### Set problem
Write out, without any change, the part of the material below that opens with the line containing "shirt for grasp trajectory computation." and closes with the line containing "[78,362,93,375]", including both of those lines.

### Material shown
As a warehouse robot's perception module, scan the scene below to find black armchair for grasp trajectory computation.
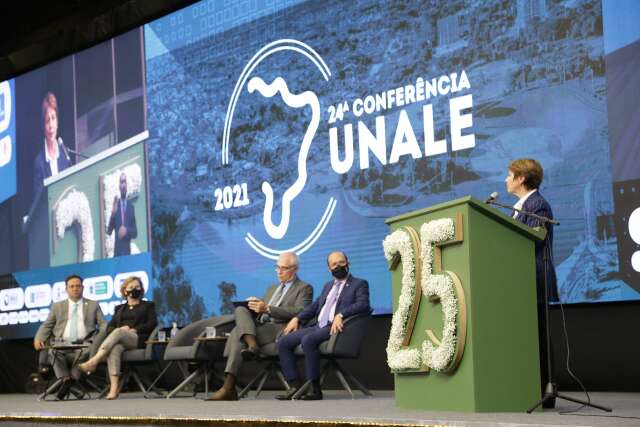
[293,311,372,399]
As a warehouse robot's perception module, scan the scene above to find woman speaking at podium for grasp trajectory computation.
[505,159,560,408]
[33,92,71,194]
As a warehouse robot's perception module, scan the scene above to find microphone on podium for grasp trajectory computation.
[484,191,498,204]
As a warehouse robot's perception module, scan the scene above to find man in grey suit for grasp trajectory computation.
[33,275,107,398]
[207,252,313,400]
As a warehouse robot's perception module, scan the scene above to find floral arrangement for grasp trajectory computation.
[382,229,422,370]
[54,189,95,262]
[420,218,458,371]
[382,218,458,371]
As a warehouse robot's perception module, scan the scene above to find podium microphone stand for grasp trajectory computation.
[486,197,611,414]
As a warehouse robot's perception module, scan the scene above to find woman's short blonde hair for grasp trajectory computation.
[120,276,144,298]
[509,159,544,190]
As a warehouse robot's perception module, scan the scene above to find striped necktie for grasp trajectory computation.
[69,302,78,342]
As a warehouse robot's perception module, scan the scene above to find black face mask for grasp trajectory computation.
[331,265,349,280]
[127,288,142,299]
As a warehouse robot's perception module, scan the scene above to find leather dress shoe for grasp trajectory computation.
[299,390,322,400]
[276,387,298,400]
[205,387,238,402]
[240,347,260,362]
[56,379,71,400]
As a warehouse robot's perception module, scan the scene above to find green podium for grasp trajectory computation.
[385,197,545,412]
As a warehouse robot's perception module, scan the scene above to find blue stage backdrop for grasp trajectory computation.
[0,0,640,336]
[145,0,639,324]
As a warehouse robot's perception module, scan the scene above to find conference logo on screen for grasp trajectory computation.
[0,80,16,203]
[222,39,475,259]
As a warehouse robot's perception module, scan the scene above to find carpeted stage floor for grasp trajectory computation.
[0,390,640,427]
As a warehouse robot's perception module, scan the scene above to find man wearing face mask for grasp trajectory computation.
[276,251,370,400]
[107,173,138,256]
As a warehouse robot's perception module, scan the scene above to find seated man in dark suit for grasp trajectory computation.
[107,173,138,257]
[276,252,370,400]
[33,275,107,399]
[207,252,313,400]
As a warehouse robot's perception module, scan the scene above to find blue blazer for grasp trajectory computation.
[298,274,371,324]
[33,148,71,194]
[107,200,138,256]
[516,190,560,303]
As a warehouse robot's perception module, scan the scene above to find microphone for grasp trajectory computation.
[58,137,71,163]
[58,137,89,163]
[484,191,498,204]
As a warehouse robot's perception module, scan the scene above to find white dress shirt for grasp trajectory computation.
[44,139,60,176]
[318,278,347,324]
[62,298,87,341]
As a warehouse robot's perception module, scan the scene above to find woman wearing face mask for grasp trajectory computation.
[79,277,158,400]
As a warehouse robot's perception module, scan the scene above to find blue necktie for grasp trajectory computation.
[318,282,342,328]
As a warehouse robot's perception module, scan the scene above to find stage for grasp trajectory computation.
[0,390,640,426]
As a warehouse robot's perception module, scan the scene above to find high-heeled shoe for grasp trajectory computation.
[78,362,93,375]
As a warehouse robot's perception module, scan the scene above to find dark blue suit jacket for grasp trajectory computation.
[33,148,71,194]
[298,274,370,323]
[107,200,138,256]
[516,191,560,303]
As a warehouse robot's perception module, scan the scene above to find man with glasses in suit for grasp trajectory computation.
[207,252,313,400]
[276,251,371,400]
[33,274,107,399]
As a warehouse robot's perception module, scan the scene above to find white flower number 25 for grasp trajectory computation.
[383,215,466,372]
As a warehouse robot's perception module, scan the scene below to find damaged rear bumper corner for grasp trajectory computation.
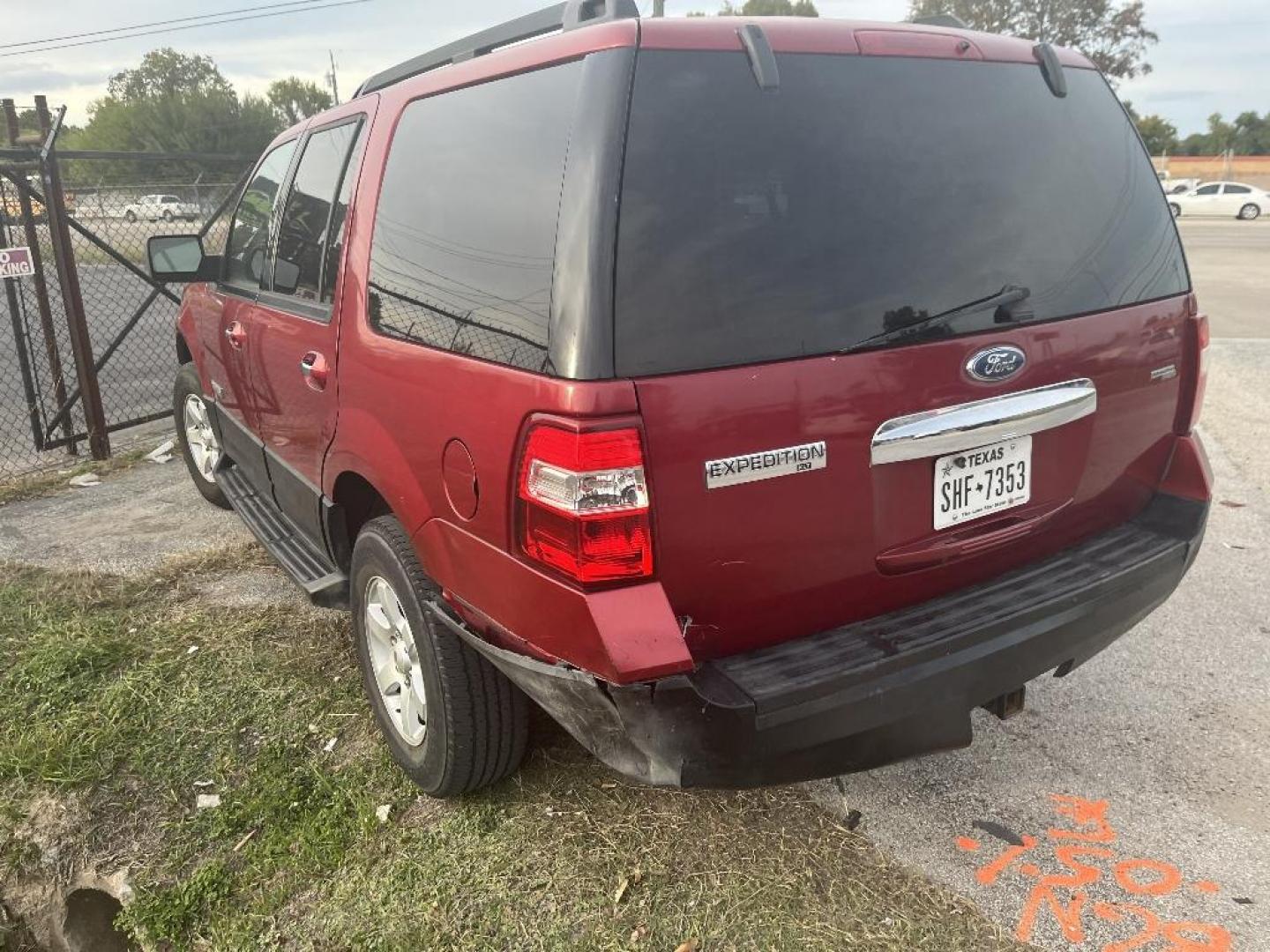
[432,495,1207,788]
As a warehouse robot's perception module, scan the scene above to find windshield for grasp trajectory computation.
[615,51,1189,376]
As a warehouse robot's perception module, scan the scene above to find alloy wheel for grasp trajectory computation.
[362,575,428,747]
[182,393,221,482]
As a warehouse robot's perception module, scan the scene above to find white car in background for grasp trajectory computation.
[123,196,198,222]
[1167,182,1270,221]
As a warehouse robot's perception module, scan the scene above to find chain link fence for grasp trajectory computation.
[0,113,250,481]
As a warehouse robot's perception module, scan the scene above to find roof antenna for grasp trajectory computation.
[1033,43,1067,99]
[736,23,781,93]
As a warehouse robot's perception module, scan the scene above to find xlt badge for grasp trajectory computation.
[706,439,828,488]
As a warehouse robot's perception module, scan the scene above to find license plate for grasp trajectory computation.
[935,436,1031,529]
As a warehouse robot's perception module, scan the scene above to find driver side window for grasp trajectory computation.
[225,139,296,291]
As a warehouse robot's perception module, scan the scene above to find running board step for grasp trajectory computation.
[216,465,348,608]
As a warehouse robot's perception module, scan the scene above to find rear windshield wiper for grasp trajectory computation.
[840,285,1031,354]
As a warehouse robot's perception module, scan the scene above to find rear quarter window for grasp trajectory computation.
[369,63,582,372]
[615,51,1189,376]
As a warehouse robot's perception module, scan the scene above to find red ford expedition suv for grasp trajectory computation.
[150,0,1210,796]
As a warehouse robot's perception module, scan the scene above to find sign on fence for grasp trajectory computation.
[0,248,35,278]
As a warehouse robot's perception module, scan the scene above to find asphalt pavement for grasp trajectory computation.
[815,219,1270,952]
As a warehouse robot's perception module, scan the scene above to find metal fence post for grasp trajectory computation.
[35,96,110,459]
[12,174,76,456]
[0,209,44,450]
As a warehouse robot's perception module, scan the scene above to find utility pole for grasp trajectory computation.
[326,49,339,106]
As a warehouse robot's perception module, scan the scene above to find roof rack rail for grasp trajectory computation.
[355,0,639,95]
[909,12,967,29]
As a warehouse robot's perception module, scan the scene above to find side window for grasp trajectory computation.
[225,139,296,289]
[321,127,366,301]
[273,122,360,302]
[369,63,582,372]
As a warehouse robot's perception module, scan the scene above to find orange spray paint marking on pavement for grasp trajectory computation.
[956,793,1230,952]
[1047,793,1115,843]
[1115,859,1183,896]
[1015,876,1088,943]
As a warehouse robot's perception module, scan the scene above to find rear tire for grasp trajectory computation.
[349,516,529,797]
[171,361,230,509]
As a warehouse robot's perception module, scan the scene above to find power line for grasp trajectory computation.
[0,0,338,52]
[0,0,370,58]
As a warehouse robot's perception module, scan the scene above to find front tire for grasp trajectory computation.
[171,361,230,509]
[349,516,528,797]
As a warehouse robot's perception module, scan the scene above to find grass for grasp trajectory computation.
[0,563,1017,952]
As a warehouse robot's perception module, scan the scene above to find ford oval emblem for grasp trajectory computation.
[965,344,1027,383]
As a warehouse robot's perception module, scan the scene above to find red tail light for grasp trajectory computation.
[517,423,653,582]
[1174,294,1207,436]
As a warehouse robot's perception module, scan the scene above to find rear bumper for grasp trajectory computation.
[455,495,1207,787]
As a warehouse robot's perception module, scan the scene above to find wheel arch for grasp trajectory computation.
[323,470,400,571]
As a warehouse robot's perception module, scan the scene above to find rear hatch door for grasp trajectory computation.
[615,41,1189,656]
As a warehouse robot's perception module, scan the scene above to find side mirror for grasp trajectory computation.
[146,234,220,282]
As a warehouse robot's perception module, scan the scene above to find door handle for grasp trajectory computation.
[300,350,329,391]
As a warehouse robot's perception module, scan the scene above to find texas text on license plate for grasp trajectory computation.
[935,436,1031,529]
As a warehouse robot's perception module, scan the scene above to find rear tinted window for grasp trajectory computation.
[616,51,1187,375]
[273,121,361,301]
[370,63,582,370]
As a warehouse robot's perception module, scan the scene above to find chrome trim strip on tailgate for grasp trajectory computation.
[870,377,1099,465]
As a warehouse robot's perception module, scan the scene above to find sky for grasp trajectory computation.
[0,0,1270,136]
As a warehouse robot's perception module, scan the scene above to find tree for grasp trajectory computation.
[78,49,282,155]
[909,0,1160,78]
[719,0,820,17]
[1137,115,1177,155]
[265,76,332,126]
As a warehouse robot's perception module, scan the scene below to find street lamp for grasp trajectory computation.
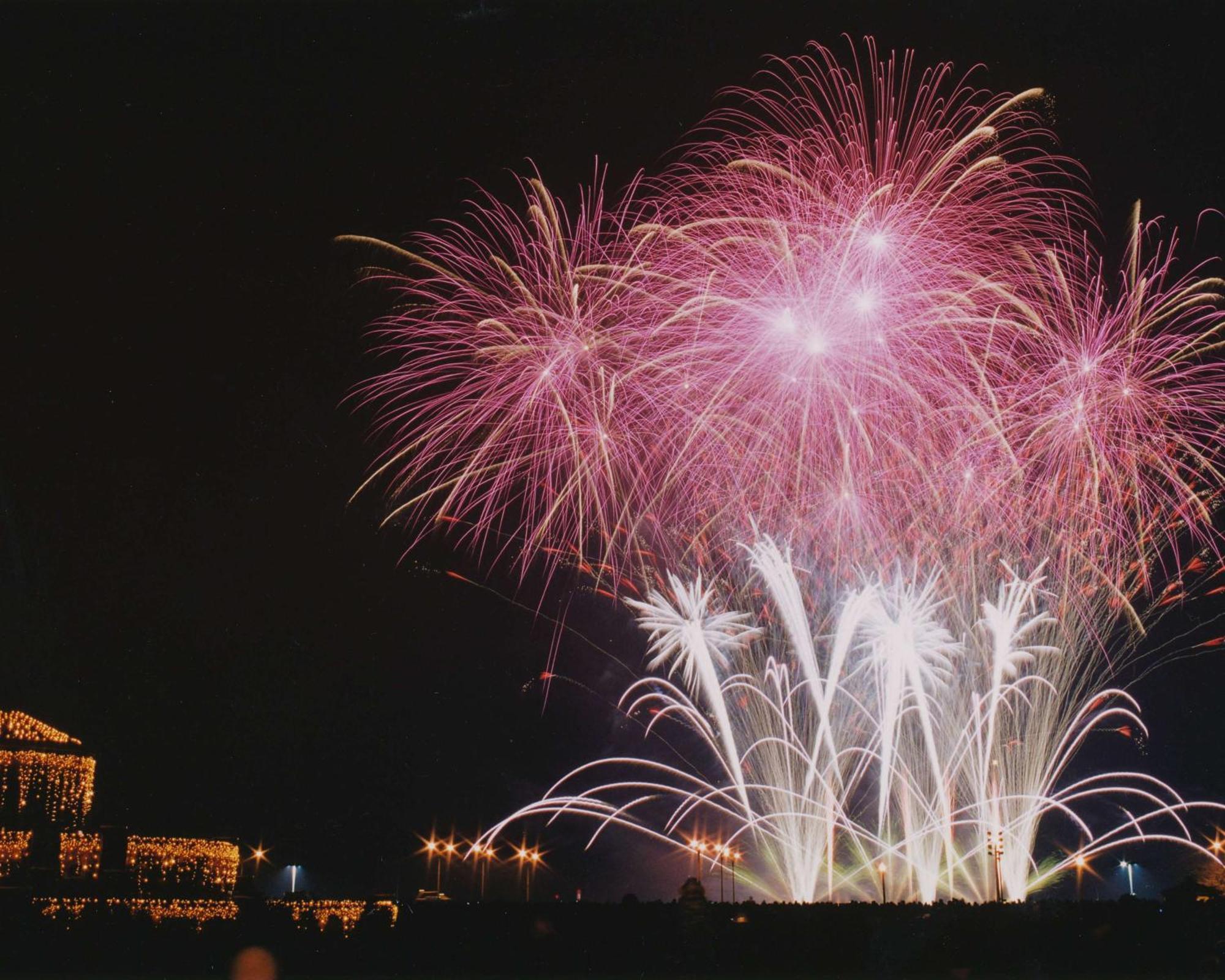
[514,848,540,902]
[468,844,494,902]
[425,837,442,893]
[987,831,1003,902]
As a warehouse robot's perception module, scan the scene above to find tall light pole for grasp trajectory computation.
[425,837,442,892]
[987,831,1003,902]
[514,848,540,903]
[468,844,494,902]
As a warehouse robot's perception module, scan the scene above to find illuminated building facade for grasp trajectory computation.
[0,710,96,831]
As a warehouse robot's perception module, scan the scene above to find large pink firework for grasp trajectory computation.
[361,42,1225,620]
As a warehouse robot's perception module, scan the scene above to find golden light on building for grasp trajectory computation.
[0,829,32,878]
[0,712,81,745]
[60,831,102,878]
[127,837,239,893]
[0,712,96,827]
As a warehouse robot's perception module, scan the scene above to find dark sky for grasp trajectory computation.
[0,0,1225,895]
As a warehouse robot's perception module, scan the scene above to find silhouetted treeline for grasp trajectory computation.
[0,895,1225,980]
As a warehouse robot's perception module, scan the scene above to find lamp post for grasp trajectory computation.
[468,844,494,902]
[514,848,540,902]
[987,831,1003,902]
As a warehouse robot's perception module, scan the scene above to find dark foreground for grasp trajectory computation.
[0,899,1225,979]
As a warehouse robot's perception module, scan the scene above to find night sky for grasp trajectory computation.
[0,0,1225,898]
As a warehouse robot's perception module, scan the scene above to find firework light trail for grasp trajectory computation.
[359,42,1225,900]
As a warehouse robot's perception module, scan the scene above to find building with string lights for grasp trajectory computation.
[0,710,239,902]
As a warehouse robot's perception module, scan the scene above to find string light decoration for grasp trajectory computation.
[60,831,102,878]
[0,748,94,826]
[36,898,238,930]
[0,710,96,827]
[0,829,31,878]
[268,898,399,935]
[0,712,81,745]
[127,837,239,893]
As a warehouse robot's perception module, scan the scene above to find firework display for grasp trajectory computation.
[360,42,1225,902]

### Finished task
As a warehouse robot's perception module, scan the scene above to find white dress shirt for grasp trajectory computation.
[44,139,60,176]
[318,278,347,324]
[62,298,87,341]
As a warehouse robot's perception module, scan the scene above to find woman wearing face mask for grasp trajectory computation.
[79,277,158,400]
As a warehouse robot's perception module, scan the scene above to find blue necktie for grasp trajectory computation.
[318,282,342,328]
As a warehouse robot's perception module, scan the scene above to find stage for grasp trajectory computation.
[0,390,640,426]
As a warehouse robot's perception module, scan the scene above to find high-heeled shoe for grasp trajectory computation.
[78,362,93,375]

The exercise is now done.